** BEGIN Excerpted passage **

On Thu, 3 Jul 1997, Markus Kuhn wrote:
> I expect problems like this to be many orders of magnitude worse
> once Unicode starts to get widely used on the Web. The above
> problem is at least well-defined, the people using the
> 0x80-0x9f characters in HTML are clearly wrong, the HTML specification
> leaves no doubt about this. The problem is just that the authors
> of HTML export filters of one very popular word processor have been
> ignorant about the problem (I won't mention names here).
Some software makers have been ignorant in the past, but they
have catched up. If you think this one hasn't, please tell me
their name in private, and I will contact them.
> However, once you say that all of Unicode is allowed and
> every implementation just arbitrarily selects
> its subset, it will not even in theory any more be possible to
> blame whether the sender or the receiver is responsible for the
> messed-up document that has been displayed.
Just in contrary. The sender is responsible to encode all
characters correctly. The receiver is responsible to do
a best-effort job for display. What is left (can't be
displayed) can be clearly marked, and can't be helped
by defining more subsets, only by adding glyphs to fonts.
> Ok, we could have
> ISO 15646-1 something like MES, WGL4 (minimum European)
> ISO 15646-2 something like EES (GUI European)
> what else? I guess for instance that also Japanese users might
> be interested in a well-defined Unicode subset (ISO 15646-3),
> that might for instance be something like MES plus Japanese
> ideographics, but no bidi characters, no Indic scripts, etc.
> ISO 15646-3 (Japanese)
> ISO 15646-4 (India)

** END Excerpted passage **
** BEGIN Extracted records **

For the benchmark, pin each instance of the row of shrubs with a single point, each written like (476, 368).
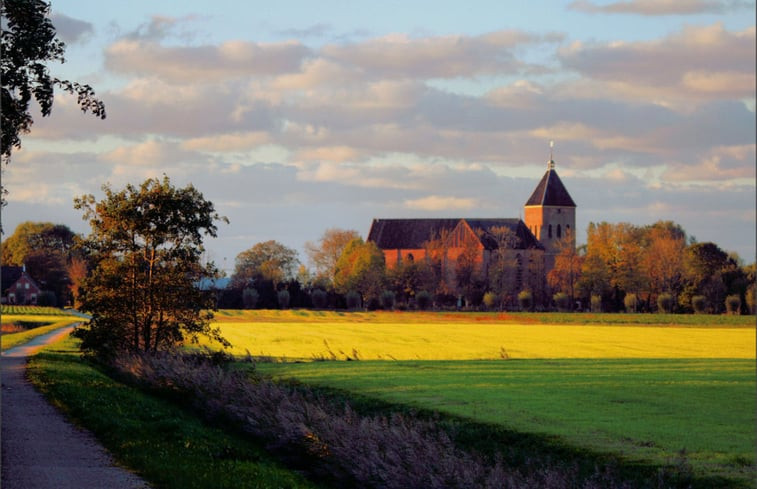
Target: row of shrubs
(424, 301)
(331, 441)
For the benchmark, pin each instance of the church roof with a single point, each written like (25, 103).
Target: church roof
(409, 234)
(551, 191)
(486, 229)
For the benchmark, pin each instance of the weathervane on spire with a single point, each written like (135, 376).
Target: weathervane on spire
(551, 164)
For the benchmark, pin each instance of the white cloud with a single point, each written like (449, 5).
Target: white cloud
(441, 203)
(660, 7)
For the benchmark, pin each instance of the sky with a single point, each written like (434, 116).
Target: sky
(294, 117)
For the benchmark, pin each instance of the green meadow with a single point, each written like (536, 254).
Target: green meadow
(649, 388)
(644, 411)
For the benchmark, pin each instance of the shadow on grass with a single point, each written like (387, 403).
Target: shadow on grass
(527, 450)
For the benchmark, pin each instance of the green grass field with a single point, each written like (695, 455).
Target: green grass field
(643, 390)
(643, 410)
(168, 446)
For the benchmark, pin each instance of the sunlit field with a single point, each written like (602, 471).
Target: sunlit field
(23, 323)
(641, 387)
(306, 335)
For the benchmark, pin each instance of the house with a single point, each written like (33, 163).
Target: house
(18, 287)
(550, 218)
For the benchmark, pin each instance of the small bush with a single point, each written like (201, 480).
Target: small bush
(699, 304)
(423, 300)
(490, 300)
(733, 304)
(525, 300)
(353, 300)
(283, 299)
(562, 301)
(631, 301)
(250, 298)
(596, 303)
(320, 299)
(664, 303)
(387, 300)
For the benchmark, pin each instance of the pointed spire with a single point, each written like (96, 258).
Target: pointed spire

** END Extracted records **

• [Exercises to complete]:
1 – List every ISO 15646 part number proposed in the Unicode message, each with the parenthetical label given for it.
2 – Echo the records verbatim, starting at the line containing "For the benchmark, pin each instance of the pointed" and ending at the final line of the records.

• [Task responses]:
1 –
ISO 15646-1 (minimum European)
ISO 15646-2 (GUI European)
ISO 15646-3 (Japanese)
ISO 15646-4 (India)

2 –
For the benchmark, pin each instance of the pointed spire with a single point, each written like (96, 258).
Target: pointed spire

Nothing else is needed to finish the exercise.